* [SELECTED EXCERPT]
---

By the time I was halfway through college, I was a good-enough English major–and nothing more. It took no heroics to impress professors with vague ideas on Milton or a cranked-out analysis of The Awakening. But I was neither working hard nor a budding scholar. What’s more: I couldn’t stop wondering if any of it mattered.
As graduation loomed, my fears grew worse. In short order, I’d need to become a grownup with goals and expertise. For years, I’d kept my fears at bay by assuming I’d end up a lawyer. I’d read and write and make real money, mint my otherwise worthless skills into cold hard cash. But once I learned what I’d actually have to read and write to make that money, I felt more lost than ever.
That spring, gut-punched and listless and mad at myself, I enrolled in a course called Short Fiction, taught by the writer Randolph Thomas. The syllabus seemed familiar enough: yammer about stories, bang out papers. Another academic hoop I’d jump through with ease. But I was wrong.
That semester, forty of my fellow students and I spent three hours a week in a basement lecture hall, but as time moved, it felt more and more like Randolph and I were the only ones there. For the first time in my life, I was a real student, eager to unpack each narrative and impress my professor, but even more eager to shut up and listen. Here was a man who not only knew these stories like the Gospel, but who published stories and poems of his own, a man who wasn’t just great at his job but who seemed to find it fulfilling.

---

* [OBJECTIVE A]
From the listing, copy word for word the lines starting at the line that contains "Where can the child's face" and ending at the line that contains "column 92, row 25", with both of those lines included.

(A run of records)
---

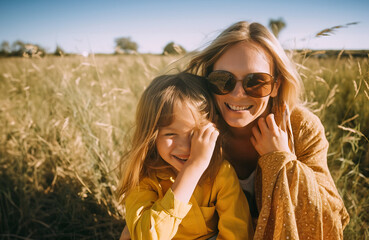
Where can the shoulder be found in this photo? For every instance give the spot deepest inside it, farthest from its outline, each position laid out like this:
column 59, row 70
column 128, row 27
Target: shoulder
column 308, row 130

---

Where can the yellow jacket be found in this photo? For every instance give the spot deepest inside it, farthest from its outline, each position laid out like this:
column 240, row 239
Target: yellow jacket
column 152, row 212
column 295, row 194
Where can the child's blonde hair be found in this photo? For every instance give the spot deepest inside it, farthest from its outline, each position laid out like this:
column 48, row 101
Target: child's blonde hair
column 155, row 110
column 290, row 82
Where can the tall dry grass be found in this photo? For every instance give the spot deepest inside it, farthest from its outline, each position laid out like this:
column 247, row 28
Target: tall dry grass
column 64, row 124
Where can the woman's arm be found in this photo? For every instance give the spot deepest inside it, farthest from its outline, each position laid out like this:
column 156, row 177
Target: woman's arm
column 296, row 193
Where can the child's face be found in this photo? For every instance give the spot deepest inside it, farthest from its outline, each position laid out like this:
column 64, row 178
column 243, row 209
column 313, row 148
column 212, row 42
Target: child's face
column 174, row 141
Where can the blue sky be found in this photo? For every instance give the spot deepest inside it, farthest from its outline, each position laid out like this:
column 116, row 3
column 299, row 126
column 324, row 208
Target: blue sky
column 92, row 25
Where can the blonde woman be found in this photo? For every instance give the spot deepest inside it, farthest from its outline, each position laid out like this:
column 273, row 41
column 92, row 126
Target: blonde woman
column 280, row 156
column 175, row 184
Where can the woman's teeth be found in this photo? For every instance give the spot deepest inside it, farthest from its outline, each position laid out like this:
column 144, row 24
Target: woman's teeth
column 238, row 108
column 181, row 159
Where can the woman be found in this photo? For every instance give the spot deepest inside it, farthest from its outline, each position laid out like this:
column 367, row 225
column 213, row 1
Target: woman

---

* [OBJECTIVE B]
Pick up the essay about the college Short Fiction course after its final sentence and keep writing it.

* [TASK ANSWER A]
Where can the child's face be found in this photo? For every instance give the spot deepest inside it, farthest from its outline, each position laid out like this:
column 64, row 178
column 243, row 209
column 313, row 148
column 212, row 42
Target: child's face
column 174, row 141
Where can the blue sky be found in this photo? For every instance give the spot deepest inside it, farthest from its outline, each position laid out like this:
column 116, row 3
column 299, row 126
column 324, row 208
Target: blue sky
column 92, row 25

* [TASK ANSWER B]
Short Fiction introduced me to Baldwin and Carver and Johnson and Ford. But it also catalyzed my life’s great realization: literature wasn’t some dead form that existed for half-assed kids to figure out like a puzzle. Literature was alive. It teemed with realer than real characters who endured the same emotions and confusions I felt so strongly back then (and still feel to this day). By the end of the course, I’d transformed from a bored twenty-year-old into a young man certain of only one thing–that if I worked hard enough, if I just kept going, I might be lucky enough to have a life where I read, write and teach others to do the same.
Twenty years have passed since I signed up for Short Fiction–years in which I failed and thrived, lost friends, got married, became a father, and gave up drinking. Years in which I felt destined for fame and then destined for poverty. Very often, usually at night, as my sweet wife snores beside me, I wonder who I’d be had I not taken Randolph’s course. I’d make more money, maybe, have more stuff. But in all my idle time, I know I’d still ask myself, over and again, does any of this really matter?
And that’s a question I haven’t asked in a long, long time.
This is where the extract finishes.